Records taken from a data source:
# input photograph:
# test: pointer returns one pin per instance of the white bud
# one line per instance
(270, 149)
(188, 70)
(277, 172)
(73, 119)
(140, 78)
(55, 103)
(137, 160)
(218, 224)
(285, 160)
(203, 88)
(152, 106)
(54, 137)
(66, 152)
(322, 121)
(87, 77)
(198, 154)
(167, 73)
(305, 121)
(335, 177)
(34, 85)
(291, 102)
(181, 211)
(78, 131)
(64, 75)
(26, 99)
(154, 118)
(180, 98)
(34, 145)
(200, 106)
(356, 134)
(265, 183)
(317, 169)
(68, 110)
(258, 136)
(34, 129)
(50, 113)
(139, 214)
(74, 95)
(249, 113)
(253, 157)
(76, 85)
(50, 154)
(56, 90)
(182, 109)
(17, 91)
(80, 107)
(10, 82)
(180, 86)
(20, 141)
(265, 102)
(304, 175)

■ Short exercise
Please format every line of the material above as a numbered list, leaving out any blank lines.

■ Exercise output
1. # input photograph:
2. # test: pointer returns one pin per instance of the white bud
3. # one line per instance
4. (270, 149)
5. (188, 70)
6. (277, 172)
7. (73, 119)
8. (140, 78)
9. (55, 103)
10. (137, 160)
11. (218, 224)
12. (285, 160)
13. (203, 88)
14. (152, 106)
15. (54, 137)
16. (66, 152)
17. (322, 121)
18. (87, 77)
19. (198, 154)
20. (167, 73)
21. (305, 121)
22. (335, 177)
23. (34, 85)
24. (291, 102)
25. (181, 211)
26. (78, 131)
27. (64, 75)
28. (26, 99)
29. (154, 118)
30. (180, 98)
31. (34, 145)
32. (200, 106)
33. (356, 134)
34. (265, 183)
35. (317, 169)
36. (68, 110)
37. (258, 136)
38. (34, 129)
39. (50, 113)
40. (139, 214)
41. (74, 95)
42. (249, 113)
43. (253, 157)
44. (76, 85)
45. (50, 154)
46. (56, 90)
47. (182, 109)
48. (17, 91)
49. (80, 107)
50. (10, 82)
51. (180, 86)
52. (20, 141)
53. (265, 102)
54. (304, 175)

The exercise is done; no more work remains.